• _GESTELLTE AUFGABE A_
Ermittle jede Zeile der Datensätze, in der das Wort „pole“ vorkommt, und schreibe diese Zeilen unverändert ab.

• _TEXTAUSZUG_
==================================================

Wie Bürgermeister Daniel Zimmermann und Kämmerer Roland Liebermann am Dienstag in nicht öffentlicher Sitzung im Monheimer Ratssaal unterstrichen, geht es im Kern dabei um drei Säulen. Erstens: die Aufklärung durch interne und externe Prüfer, ob im Zusammenhang mit den Greensill-Anlagen Fehler gemacht wurden. Zweitens: die Entscheidung, was mit den übrigen Finanzanlagen der Stadt Monheim am Rhein geschehen soll. Und drittens: die Klärung der Frage, ob und wenn ja wie die in Bremen angelegten 38 Millionen Euro ganz oder zumindest in Teilen gerettet werden können.
Die Prüfung der Vorgänge, warum Geld bei der Greensill Bank angelegt wurde, ist nun vor allem Aufgabe des Rechnungsprüfungsamtes sowie der ebenfalls schon am 4. März durch den Bürgermeister beauftragten externen Wirtschaftsprüfer der Firma Integritas. Hier gilt es, einen Bericht für den Rechnungsprüfungsausschuss zu erarbeiten, der klar dokumentiert, ob es Pflichtverletzungen gegeben hat oder auch nicht. Bürgermeister Daniel Zimmermann erklärt mit Blick auf diese Prüfung: „Es gibt berechtigte Fragen, ob es Versäumnisse gegeben haben könnte, etwa mit Blick auf die Nichtberücksichtigung von Einlagensicherungen und der ja eigentlich geltenden Vorgabe, dass nicht mehr als 10 Prozent städtischen Vermögens bei einem einzelnen Geldinstitut angelegt werden sollen. Es gibt aber ebenso Indizien, dass vielleicht gar nicht so viel falsch gelaufen ist, wie es auf den ersten Blick scheint. Denn die Anlagerichtlinie gilt meiner Einschätzung nach nur für die Finanzanlagen des Anlagevermögens, nicht für Anlagen des Umlaufvermögens.“ Alle fünf Monheimer Greensill-Geschäfte, die der Stadt von gleich vier verschiedenen Finanzservicediensten empfohlen wurden, fielen nämlich in die Bewirtschaftung des städtischen Umlaufvermögens, das auch in Monheim am Rhein, wie in anderen Kommunen, zum normalen Tagesgeschäft der Stadtverwaltung innerhalb des Finanzbereichs gehört. „Das alles genau aufzuarbeiten, ist nun der klare Auftrag an die Rechnungs- und Wirtschaftsprüfung, die von der Stadt dafür sämtliche notwenigen Unterlagen und Informationen sowie die volle Unterstützung erhält. Bis das vollständig und sauber aufgearbeitet ist, werden wir uns alle aber wohl noch ein, zwei Monate gedulden müssen“, schätzt Monheims Stadtoberhaupt.

==================================================

[Einige Datensätze]
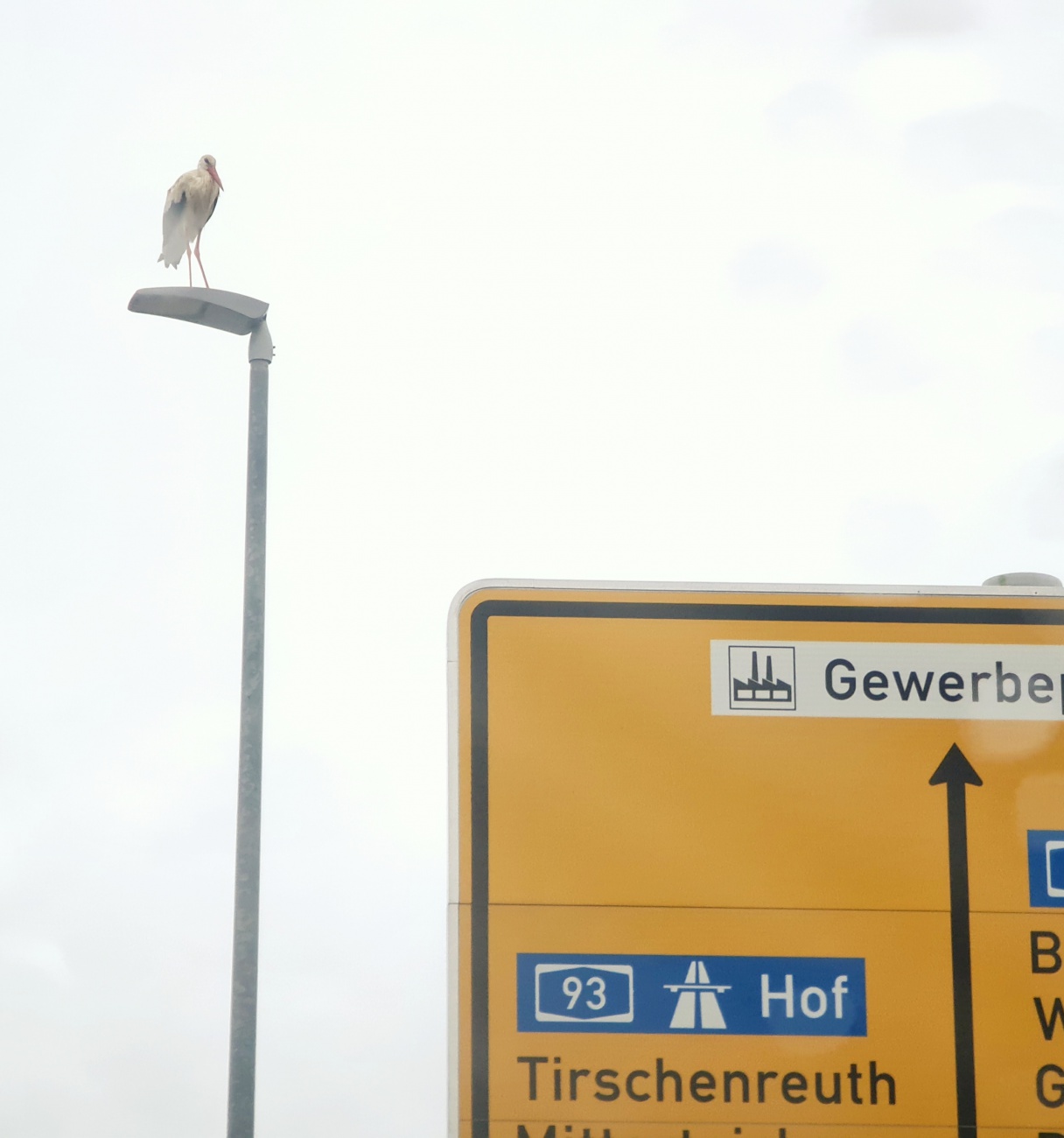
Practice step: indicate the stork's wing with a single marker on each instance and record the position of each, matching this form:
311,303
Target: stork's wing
174,242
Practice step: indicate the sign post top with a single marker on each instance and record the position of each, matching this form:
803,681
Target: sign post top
700,829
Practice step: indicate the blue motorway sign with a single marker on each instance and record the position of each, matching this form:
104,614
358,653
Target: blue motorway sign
709,994
1046,868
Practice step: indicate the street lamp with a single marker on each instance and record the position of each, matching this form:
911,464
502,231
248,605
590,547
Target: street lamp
242,315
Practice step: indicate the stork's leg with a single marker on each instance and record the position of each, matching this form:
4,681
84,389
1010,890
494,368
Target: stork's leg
200,264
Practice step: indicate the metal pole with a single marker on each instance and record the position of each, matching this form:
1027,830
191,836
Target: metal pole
245,983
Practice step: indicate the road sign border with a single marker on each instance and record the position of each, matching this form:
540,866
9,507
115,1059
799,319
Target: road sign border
640,610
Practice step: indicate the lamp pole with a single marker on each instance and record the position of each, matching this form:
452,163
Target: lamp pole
243,317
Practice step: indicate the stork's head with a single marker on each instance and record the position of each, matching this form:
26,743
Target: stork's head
208,164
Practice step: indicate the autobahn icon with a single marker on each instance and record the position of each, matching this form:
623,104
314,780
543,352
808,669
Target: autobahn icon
761,676
696,1001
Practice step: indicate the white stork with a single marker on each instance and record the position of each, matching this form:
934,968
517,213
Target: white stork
189,205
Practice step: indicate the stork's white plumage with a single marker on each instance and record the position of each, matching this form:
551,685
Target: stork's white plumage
189,205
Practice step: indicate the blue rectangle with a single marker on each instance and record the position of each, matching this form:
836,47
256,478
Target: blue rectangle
1046,868
692,994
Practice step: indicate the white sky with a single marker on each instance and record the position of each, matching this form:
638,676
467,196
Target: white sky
688,289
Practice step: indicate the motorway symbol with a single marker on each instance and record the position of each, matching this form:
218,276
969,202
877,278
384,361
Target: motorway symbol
696,983
957,774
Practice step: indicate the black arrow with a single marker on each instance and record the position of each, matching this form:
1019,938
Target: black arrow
957,773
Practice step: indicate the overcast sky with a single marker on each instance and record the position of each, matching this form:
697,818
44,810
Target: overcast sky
746,291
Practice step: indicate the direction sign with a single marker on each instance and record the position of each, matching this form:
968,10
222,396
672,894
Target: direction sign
765,863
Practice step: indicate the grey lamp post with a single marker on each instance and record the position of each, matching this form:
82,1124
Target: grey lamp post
243,317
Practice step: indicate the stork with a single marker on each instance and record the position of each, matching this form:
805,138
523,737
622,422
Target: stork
189,205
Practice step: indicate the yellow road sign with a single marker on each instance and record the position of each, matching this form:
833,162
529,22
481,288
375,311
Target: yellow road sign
754,863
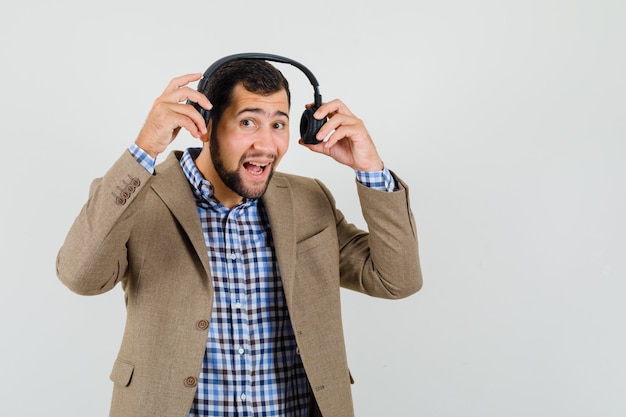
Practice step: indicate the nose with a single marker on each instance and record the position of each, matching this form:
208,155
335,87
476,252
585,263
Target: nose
265,139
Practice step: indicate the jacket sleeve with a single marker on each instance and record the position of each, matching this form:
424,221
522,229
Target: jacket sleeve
92,259
383,262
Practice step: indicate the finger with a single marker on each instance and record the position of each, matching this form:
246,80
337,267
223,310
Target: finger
181,81
332,107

==================================================

• _GESTELLTE AUFGABE B_
Gib den Abschnitt aus dem Text über die Greensill-Anlagen der Stadt Monheim wörtlich wieder, beginnend mit „Wie Bürgermeister Daniel“ und weiter bis einschließlich „gerettet werden können.“.

• _RICHTIGE ANTWORT A_
Practice step: indicate the metal pole with a single marker on each instance and record the position of each, matching this form:
Target: metal pole
Practice step: indicate the lamp pole with a single marker on each instance and record the position of each, matching this form:
Target: lamp pole

• _RICHTIGE ANTWORT B_
Wie Bürgermeister Daniel Zimmermann und Kämmerer Roland Liebermann am Dienstag in nicht öffentlicher Sitzung im Monheimer Ratssaal unterstrichen, geht es im Kern dabei um drei Säulen. Erstens: die Aufklärung durch interne und externe Prüfer, ob im Zusammenhang mit den Greensill-Anlagen Fehler gemacht wurden. Zweitens: die Entscheidung, was mit den übrigen Finanzanlagen der Stadt Monheim am Rhein geschehen soll. Und drittens: die Klärung der Frage, ob und wenn ja wie die in Bremen angelegten 38 Millionen Euro ganz oder zumindest in Teilen gerettet werden können.